## Extract
Ankylosing Spondylitis Medications
Medicines that may be used to treat ankylosing spondylitis include analgesics, corticosteroids, and disease-modifying antirheumatic drugs. These medications may provide pain relief, improve stiffness, reduce inflammation, or even perhaps slow the progression of the disorder. The newest medications for ankylosing spondylitis are biologic response modifiers.
An Overview of Ankylosing Spondylitis MedicationsMany medicines are available to treat ankylosing spondylitis. Some are used only for pain relief or to improve stiffness; others are used to reduce inflammation. Still other medications are used to try to slow down the course of the disease.
There are a number of important considerations that a healthcare provider should take into account when prescribing ankylosing spondylitis medications. Some of these considerations include:
- The person's general condition
- The current and predicted severity of the illness
- The length of time the person will take the medicine
- The medicine's effectiveness and potential side effects.
Based on these factors, your healthcare provider will consider an assortment of medicines from several different classes of drugs. A few of these drug classes include:
- Analgesics (pain relievers), including nonsteroidal anti-inflammatory drugs (NSAIDs)
- Disease-modifying antirheumatic drugs (DMARDs)
- Biologic response modifiers (specifically TNF inhibitors).
Because people can respond to medicine differently, your healthcare provider may have to try several different ones before finding a medicine that works for you. It is also possible that you may need to take more than one type of drug for ankylosing spondylitis.

## Dataset records
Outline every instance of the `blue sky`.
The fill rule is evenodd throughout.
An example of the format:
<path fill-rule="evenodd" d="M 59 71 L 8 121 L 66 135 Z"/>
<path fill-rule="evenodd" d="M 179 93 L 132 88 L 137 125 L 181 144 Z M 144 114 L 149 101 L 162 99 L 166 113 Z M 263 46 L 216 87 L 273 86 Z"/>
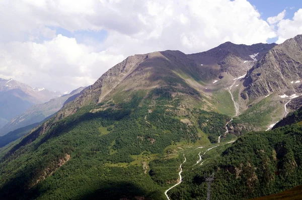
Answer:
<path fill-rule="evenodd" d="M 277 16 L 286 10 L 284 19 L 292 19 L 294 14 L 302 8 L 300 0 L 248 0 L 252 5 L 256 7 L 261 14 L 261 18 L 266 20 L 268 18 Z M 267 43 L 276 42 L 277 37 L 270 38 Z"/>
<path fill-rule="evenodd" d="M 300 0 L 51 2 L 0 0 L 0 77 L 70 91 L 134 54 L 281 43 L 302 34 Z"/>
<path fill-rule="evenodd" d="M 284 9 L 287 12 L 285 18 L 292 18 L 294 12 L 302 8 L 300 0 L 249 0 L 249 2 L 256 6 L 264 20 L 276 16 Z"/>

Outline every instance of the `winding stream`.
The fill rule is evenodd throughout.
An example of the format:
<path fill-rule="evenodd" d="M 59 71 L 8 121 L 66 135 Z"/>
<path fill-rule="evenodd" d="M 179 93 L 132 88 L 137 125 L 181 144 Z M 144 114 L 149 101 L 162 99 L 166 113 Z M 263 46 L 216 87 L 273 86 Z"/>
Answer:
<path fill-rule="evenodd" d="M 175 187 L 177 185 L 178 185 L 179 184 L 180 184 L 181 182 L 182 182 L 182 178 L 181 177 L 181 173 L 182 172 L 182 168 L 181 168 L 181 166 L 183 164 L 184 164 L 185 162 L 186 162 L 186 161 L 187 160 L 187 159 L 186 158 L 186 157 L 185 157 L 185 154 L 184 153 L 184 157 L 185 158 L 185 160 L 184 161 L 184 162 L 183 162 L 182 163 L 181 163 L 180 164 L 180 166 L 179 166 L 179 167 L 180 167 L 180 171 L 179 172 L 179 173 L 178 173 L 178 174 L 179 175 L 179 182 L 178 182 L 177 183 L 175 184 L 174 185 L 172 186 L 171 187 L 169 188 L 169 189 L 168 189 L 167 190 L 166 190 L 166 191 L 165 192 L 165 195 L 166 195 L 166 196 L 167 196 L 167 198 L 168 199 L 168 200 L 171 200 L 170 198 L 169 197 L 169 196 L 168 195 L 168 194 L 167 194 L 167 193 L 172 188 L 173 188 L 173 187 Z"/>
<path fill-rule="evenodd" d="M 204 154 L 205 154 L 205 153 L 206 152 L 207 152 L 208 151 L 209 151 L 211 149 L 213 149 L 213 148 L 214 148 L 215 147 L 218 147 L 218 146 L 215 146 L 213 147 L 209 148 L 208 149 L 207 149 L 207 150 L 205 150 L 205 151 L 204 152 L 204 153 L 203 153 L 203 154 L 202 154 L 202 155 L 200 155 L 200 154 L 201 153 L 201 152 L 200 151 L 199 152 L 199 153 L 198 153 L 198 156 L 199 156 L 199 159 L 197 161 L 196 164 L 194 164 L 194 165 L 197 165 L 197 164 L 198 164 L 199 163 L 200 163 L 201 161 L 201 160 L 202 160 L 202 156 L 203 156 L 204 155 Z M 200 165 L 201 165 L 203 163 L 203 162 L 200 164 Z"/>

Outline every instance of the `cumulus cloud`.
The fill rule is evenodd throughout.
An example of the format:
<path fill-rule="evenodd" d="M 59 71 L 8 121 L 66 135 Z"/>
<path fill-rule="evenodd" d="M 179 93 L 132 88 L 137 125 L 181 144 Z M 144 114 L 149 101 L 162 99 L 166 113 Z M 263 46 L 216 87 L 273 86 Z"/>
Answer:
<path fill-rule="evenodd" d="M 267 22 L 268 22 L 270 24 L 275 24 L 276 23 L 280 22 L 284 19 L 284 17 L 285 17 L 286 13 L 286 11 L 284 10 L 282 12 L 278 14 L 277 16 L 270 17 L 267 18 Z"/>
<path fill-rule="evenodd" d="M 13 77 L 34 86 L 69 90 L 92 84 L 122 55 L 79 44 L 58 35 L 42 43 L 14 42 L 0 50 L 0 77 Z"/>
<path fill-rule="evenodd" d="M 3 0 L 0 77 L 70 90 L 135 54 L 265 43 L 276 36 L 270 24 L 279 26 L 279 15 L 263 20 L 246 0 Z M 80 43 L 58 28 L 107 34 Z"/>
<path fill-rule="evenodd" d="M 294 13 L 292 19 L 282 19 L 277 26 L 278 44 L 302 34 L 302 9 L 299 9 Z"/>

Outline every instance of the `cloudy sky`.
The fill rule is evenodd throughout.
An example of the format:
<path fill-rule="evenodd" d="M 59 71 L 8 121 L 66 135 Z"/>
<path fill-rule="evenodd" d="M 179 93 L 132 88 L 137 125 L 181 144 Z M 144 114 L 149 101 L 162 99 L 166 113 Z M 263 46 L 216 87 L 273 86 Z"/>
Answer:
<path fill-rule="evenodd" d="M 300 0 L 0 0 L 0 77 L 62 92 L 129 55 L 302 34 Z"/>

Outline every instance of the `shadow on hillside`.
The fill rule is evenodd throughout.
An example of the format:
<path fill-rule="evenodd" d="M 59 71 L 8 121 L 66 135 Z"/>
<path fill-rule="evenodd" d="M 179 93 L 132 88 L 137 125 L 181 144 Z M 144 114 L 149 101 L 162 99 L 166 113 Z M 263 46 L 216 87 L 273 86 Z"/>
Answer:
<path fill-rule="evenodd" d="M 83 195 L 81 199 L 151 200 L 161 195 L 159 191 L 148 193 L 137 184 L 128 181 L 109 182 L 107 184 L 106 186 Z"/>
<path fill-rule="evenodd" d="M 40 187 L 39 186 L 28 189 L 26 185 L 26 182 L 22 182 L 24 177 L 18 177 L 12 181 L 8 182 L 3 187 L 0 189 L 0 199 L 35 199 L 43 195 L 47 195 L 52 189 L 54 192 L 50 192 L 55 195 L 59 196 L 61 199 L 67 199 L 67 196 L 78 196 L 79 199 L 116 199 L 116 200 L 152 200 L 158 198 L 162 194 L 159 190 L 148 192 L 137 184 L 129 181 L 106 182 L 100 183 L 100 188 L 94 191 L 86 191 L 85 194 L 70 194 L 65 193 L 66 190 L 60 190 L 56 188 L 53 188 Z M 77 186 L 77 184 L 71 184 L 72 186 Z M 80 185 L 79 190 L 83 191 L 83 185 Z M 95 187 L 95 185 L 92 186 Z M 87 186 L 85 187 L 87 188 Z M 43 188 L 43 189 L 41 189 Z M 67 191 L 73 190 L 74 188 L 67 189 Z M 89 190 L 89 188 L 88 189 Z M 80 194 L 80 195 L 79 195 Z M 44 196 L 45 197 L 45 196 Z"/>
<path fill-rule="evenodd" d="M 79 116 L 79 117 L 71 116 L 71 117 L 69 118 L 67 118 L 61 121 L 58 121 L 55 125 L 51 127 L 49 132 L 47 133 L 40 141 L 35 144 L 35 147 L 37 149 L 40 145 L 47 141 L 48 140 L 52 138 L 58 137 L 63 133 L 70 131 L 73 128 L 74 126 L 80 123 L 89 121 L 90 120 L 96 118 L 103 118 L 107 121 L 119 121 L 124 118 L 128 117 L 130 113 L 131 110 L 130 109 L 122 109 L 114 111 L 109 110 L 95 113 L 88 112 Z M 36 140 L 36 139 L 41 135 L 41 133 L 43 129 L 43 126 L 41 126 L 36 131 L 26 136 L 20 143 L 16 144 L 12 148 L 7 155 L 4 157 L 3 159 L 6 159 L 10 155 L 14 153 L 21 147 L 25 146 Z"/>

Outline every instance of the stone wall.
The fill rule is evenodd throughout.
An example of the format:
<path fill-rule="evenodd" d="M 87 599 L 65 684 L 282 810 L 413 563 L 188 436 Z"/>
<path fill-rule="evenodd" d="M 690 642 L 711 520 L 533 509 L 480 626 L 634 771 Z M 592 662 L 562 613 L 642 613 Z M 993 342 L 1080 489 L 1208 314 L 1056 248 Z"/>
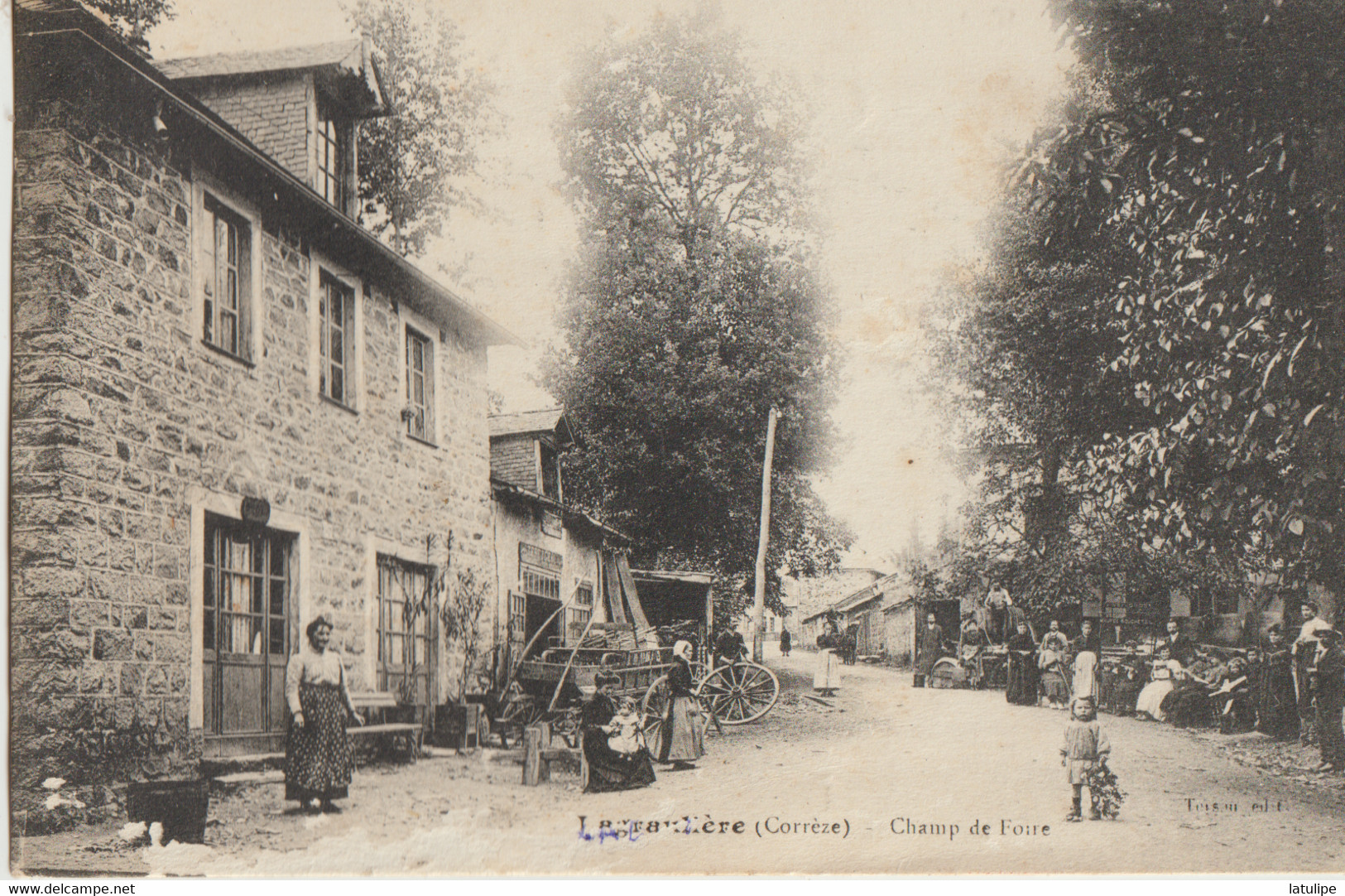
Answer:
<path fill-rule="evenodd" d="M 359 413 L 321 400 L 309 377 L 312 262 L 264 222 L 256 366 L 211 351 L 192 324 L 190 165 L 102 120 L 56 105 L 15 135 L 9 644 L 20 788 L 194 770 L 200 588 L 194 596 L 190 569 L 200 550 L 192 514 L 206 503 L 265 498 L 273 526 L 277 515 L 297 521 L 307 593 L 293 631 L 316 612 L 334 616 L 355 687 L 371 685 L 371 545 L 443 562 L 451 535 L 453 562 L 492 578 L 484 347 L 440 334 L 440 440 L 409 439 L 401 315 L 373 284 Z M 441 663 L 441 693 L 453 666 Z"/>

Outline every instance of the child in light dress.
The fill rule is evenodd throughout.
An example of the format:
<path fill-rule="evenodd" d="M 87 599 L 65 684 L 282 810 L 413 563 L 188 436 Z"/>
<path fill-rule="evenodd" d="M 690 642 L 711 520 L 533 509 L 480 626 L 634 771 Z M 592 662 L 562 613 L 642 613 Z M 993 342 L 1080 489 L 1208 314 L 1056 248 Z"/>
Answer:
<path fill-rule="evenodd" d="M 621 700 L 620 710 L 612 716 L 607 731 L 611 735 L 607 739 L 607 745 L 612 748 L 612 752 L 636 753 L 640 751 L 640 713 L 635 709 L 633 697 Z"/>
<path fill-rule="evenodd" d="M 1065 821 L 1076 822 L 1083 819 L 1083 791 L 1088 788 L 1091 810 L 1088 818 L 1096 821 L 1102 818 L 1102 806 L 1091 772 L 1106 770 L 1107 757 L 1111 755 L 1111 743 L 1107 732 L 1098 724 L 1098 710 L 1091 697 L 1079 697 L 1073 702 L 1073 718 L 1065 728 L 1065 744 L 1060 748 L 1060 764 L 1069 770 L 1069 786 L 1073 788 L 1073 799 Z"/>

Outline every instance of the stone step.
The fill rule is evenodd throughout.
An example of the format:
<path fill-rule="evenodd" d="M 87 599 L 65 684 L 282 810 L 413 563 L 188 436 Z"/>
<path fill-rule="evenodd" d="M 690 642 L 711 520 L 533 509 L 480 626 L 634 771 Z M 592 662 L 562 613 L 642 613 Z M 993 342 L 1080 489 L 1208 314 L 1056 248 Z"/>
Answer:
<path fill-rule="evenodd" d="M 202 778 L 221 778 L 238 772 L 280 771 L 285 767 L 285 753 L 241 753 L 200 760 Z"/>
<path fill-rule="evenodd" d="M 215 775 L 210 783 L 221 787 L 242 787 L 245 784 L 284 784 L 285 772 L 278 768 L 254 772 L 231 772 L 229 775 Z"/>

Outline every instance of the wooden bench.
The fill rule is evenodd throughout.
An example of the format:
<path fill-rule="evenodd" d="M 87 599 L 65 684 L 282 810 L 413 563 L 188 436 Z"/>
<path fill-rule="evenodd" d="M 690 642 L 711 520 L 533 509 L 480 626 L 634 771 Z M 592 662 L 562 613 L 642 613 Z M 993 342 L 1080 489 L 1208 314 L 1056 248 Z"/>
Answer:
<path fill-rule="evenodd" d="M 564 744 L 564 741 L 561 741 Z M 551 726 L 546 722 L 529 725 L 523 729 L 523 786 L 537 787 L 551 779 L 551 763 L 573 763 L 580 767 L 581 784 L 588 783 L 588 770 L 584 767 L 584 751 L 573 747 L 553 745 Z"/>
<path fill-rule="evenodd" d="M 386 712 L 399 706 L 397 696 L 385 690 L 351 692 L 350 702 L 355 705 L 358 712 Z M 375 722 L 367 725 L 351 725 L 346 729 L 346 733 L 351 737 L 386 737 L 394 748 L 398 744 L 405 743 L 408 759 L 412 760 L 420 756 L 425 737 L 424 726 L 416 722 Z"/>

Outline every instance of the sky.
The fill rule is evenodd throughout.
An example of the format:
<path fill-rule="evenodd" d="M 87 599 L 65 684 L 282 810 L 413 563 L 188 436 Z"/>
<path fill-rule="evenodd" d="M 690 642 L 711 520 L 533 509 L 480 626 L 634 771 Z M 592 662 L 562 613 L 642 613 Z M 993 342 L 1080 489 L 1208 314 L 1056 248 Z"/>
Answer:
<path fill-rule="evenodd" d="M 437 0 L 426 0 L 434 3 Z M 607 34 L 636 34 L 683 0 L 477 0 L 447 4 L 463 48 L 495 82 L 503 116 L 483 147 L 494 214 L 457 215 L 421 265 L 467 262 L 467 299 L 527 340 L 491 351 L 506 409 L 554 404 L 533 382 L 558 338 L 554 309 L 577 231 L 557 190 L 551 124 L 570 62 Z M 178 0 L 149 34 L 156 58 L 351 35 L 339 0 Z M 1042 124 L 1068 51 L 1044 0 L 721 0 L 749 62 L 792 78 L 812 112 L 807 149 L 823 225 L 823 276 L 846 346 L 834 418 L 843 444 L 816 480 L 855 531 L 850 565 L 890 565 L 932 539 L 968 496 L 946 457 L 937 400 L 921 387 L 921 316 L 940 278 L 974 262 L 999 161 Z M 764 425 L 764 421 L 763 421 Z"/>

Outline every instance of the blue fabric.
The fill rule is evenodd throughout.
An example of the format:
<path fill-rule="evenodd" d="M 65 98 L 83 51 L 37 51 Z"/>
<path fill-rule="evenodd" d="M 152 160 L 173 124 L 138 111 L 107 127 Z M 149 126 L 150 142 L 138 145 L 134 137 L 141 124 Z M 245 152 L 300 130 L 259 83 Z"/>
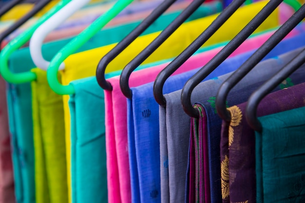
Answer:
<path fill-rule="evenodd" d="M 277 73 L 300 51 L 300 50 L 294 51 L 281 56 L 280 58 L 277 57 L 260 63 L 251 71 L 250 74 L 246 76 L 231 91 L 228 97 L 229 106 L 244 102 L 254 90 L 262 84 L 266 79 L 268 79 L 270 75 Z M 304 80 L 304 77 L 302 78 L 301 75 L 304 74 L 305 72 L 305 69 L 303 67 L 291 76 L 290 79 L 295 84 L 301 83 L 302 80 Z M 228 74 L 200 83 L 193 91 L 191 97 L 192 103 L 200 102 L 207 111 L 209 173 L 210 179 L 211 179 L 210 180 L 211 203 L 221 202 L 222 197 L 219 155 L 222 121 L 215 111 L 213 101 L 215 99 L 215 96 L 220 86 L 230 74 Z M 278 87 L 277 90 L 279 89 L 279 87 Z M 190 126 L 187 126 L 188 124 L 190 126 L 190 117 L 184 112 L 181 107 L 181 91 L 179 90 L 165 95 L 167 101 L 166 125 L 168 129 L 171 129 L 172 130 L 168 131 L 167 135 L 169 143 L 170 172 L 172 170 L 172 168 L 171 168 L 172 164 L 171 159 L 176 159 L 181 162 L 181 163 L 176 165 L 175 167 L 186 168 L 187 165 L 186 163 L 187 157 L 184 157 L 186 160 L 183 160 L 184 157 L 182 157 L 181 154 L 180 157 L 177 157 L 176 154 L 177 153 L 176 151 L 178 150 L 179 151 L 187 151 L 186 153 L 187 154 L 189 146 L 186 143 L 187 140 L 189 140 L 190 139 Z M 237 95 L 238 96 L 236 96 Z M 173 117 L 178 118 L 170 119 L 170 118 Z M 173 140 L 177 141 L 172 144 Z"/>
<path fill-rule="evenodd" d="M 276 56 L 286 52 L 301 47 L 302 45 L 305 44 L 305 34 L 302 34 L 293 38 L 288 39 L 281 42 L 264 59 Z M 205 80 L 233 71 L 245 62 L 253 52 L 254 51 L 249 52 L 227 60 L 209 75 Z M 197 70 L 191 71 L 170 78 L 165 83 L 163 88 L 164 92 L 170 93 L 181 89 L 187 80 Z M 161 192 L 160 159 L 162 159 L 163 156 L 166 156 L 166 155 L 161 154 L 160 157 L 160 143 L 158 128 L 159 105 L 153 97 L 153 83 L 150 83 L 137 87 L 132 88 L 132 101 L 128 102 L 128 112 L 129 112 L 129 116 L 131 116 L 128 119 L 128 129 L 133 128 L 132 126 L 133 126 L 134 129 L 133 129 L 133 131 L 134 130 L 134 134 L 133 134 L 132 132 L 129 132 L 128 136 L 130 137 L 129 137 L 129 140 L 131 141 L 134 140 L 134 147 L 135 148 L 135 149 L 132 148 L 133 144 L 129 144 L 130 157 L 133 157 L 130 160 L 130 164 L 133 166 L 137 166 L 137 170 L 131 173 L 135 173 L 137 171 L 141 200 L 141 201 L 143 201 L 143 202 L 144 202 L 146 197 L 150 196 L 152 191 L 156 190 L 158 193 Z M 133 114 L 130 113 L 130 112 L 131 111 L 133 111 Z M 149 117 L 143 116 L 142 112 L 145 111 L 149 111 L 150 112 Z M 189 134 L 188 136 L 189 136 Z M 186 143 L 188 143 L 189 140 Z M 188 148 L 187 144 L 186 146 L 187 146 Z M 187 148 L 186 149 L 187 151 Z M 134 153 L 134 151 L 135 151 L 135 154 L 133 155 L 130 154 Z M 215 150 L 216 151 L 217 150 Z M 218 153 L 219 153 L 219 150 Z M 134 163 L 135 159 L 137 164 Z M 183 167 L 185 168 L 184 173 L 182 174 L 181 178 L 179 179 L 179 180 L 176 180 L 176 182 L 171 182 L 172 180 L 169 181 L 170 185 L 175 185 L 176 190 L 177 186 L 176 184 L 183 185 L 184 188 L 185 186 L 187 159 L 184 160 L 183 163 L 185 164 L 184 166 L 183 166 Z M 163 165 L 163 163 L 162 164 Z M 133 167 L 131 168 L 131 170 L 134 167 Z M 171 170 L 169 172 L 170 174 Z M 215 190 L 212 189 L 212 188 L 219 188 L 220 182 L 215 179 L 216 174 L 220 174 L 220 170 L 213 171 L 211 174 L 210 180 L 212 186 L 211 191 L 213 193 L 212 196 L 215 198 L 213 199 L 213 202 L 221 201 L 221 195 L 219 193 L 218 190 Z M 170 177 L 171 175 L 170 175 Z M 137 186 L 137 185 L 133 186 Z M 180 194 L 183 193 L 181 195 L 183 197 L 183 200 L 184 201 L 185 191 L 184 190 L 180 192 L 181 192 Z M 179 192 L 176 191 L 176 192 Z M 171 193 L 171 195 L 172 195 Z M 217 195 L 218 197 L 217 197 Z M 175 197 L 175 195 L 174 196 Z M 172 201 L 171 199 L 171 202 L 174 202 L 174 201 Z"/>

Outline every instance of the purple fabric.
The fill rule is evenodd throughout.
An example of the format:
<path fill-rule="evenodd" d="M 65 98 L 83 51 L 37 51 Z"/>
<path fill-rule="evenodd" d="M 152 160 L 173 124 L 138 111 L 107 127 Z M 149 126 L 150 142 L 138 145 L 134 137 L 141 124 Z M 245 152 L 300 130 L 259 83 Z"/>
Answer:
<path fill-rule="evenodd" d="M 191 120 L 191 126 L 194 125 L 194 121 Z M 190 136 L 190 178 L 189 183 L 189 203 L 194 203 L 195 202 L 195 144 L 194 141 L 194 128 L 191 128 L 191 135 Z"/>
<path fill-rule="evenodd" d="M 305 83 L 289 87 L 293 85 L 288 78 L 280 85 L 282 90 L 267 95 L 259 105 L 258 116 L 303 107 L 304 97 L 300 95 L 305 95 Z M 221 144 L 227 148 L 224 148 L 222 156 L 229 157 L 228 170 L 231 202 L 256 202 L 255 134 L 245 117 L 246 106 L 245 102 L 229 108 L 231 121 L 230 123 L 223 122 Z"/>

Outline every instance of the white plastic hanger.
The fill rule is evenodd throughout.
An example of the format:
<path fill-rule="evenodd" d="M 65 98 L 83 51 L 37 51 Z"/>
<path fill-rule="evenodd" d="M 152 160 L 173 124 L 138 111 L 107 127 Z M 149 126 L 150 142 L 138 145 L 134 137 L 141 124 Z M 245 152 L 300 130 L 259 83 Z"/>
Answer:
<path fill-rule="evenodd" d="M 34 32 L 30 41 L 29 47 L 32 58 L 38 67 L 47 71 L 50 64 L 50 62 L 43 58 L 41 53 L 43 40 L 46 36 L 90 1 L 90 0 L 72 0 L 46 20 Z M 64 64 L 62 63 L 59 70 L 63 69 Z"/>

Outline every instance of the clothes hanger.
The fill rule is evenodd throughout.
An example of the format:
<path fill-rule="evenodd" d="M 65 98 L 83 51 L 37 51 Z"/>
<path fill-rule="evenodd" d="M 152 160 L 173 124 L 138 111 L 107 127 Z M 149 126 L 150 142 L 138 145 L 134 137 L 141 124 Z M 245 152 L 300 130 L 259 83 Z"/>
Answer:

## What you should do
Return the full text on ankylosing spondylitis medications word for word, from its first line to its last.

## Expected output
Ankylosing Spondylitis Medications
Medicines that may be used to treat ankylosing spondylitis include analgesics, corticosteroids, and disease-modifying antirheumatic drugs. These medications may provide pain relief, improve stiffness, reduce inflammation, or even perhaps slow the progression of the disorder. The newest medications for ankylosing spondylitis are biologic response modifiers.
An Overview of Ankylosing Spondylitis MedicationsMany medicines are available to treat ankylosing spondylitis. Some are used only for pain relief or to improve stiffness; others are used to reduce inflammation. Still other medications are used to try to slow down the course of the disease.
There are a number of important considerations that a healthcare provider should take into account when prescribing ankylosing spondylitis medications. Some of these considerations include:
- The person's general condition
- The current and predicted severity of the illness
- The length of time the person will take the medicine
- The medicine's effectiveness and potential side effects.
Based on these factors, your healthcare provider will consider an assortment of medicines from several different classes of drugs. A few of these drug classes include:
- Analgesics (pain relievers), including nonsteroidal anti-inflammatory drugs (NSAIDs)
- Disease-modifying antirheumatic drugs (DMARDs)
- Biologic response modifiers (specifically TNF inhibitors).
Because people can respond to medicine differently, your healthcare provider may have to try several different ones before finding a medicine that works for you. It is also possible that you may need to take more than one type of drug for ankylosing spondylitis.